→ TEXT SEGMENT:
At least 18 people have died in what appears to be the worst outbreak of the Ebola virus since a catastrophic 2014 epidemic in western Africa claimed more than 11,000 lives. The new outbreak has so far been confined to a remote region of the Democratic Republic of Congo, but health authorities fear that the disease could quickly spread across borders into neighboring countries including Central African Republic and Nigeria — and from there to other continents and countries including the United States.
Health care workers have already been affected by the virus, including one who has died from the disease, which increases the "amplification factor" of the Ebola outbreak according to Peter Salama, a top World Health Organization official. The outbreak, first reported on May 8, has already hit three separate geographical areas over a 37 mile spread, also increasing the likelihood that the fast-acting, highly contagious virus could spread quickly. Contacts with the body fluids of an infected victim, including sweat or saliva, can cause a healthy person to contract the disease.
But despite the fact that during the 2014 outbreak he slammed President Barack Obama for what he called a "TOTAL incompetent" response to the possibility of Ebola cases reaching the United States, Donald Trump this week announced cuts of $252 million in funding for a U.S. response to a potential Ebola plague, calling the cut part of his move to stop "irresponsible Federal spending."
Trump's requests for the cut to Ebola response funds, which were put in place by Obama in 2015, came on March 8, the same day that the new outbreak of Ebola — which has 32 known victims including the 18 dead — was first revealed. The World Health Organization says that it is preparing for a "worst case scenario" in the 2018 Ebola outbreak.
"The number of suspected, probable and confirmed cases is significant, so we are very concerned, and we are planning for all scenarios, including the worst-case scenario," Salama said on Friday, according to a CNN report.

→ DATASET CONTENT:
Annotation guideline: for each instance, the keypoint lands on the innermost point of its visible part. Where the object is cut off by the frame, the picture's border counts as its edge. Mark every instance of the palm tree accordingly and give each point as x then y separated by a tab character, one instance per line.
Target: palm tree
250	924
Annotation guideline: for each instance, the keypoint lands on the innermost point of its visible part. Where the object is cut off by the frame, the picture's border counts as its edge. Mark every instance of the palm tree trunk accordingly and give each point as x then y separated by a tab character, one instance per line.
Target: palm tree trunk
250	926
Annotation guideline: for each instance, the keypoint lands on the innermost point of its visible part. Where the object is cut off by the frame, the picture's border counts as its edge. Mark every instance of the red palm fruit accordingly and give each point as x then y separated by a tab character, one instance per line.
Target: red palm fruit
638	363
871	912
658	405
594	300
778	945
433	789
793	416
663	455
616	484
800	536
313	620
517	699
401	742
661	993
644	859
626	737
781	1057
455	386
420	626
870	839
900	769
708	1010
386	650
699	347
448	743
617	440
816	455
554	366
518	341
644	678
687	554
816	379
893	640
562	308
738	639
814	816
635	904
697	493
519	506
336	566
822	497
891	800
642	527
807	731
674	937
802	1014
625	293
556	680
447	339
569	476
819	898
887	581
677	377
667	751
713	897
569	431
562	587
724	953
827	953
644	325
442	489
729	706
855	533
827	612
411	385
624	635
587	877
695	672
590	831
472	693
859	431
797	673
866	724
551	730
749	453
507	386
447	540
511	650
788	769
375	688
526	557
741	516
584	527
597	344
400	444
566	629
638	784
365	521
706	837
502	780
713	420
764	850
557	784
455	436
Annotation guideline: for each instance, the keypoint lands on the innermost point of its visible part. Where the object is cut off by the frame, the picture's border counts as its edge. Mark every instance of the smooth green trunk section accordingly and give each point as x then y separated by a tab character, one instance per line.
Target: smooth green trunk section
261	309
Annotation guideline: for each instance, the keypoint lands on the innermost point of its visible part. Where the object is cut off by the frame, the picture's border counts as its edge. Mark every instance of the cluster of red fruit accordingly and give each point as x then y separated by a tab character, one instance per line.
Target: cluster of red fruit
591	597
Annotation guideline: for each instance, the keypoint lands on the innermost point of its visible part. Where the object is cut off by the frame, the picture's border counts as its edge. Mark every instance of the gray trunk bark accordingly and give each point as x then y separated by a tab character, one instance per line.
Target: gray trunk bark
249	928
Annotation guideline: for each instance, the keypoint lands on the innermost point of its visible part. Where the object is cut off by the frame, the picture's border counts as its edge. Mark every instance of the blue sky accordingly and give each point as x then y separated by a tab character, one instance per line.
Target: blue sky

→ TASKS FOR THIS EXERCISE:
1: Restate the Ebola outbreak article starting at "Trump's requests for" and ending at "2018 Ebola outbreak.", swapping "World Health Organization" for "WHO".
2: Carry on the Ebola outbreak article from the point where it stops.

→ SOLVED PROBLEMS:
1:
Trump's requests for the cut to Ebola response funds, which were put in place by Obama in 2015, came on March 8, the same day that the new outbreak of Ebola — which has 32 known victims including the 18 dead — was first revealed. The WHO says that it is preparing for a "worst case scenario" in the 2018 Ebola outbreak.

2:
After the catastrophic 2014 outbreak, Obama went to Congress and passed a $5.4 billion package of funding for dealing with any possible Ebola outbreak. The $252 million in cuts proposed by Trump is the amount remaining in that Obama-era package, according to a report in The Atlantic magazine — leaving nothing specifically allocated to deal with any future Ebola epidemic.
At the same time, Trump is demanding a cut of $30 million in emergency response cash contained in the U.S. State Department Complex Crisis Fund, a small pool of money created by Secretary of State Hilary Clinton to deal with disease outbreaks, including Ebola, and other emergencies.
According to Laurie Garrett, a Pulitzer-Prize-winning science journalist, in an article for Foreign Policy magazine this week, Trump's only rationale for cutting the Ebola and State Department crisis funds is "personal animus" toward Obama and Clinton.
"The entire global health community would agree that cutting funding is a bad idea," Georgetown University global health expert Rebecca Katz told The Daily Beast online magazine on Thursday. "An outbreak anywhere can be everywhere within a matter of days. Viruses do not respect political boundaries, which means we have a collective risk and a collective responsibility to prevent, detect, and respond."
During the 2014 Ebola outbreak in West Africa, there were four reported cases of the Ebola virus reaching the United States, according to the Centers for Disease Control. While three of those victims made full recoveries, one — Liberian national Thomas Duncan — died of the disease in Texas more than a week after arriving in the United States.
Duncan was not diagnosed with Ebola before leaving Liberia, but began to suffer symptoms a few days after reaching the U.S. Two nurses who treated Duncan at Texas Presbyterian Hospital in Dallas also contracted Ebola from their contact with him, but both recovered.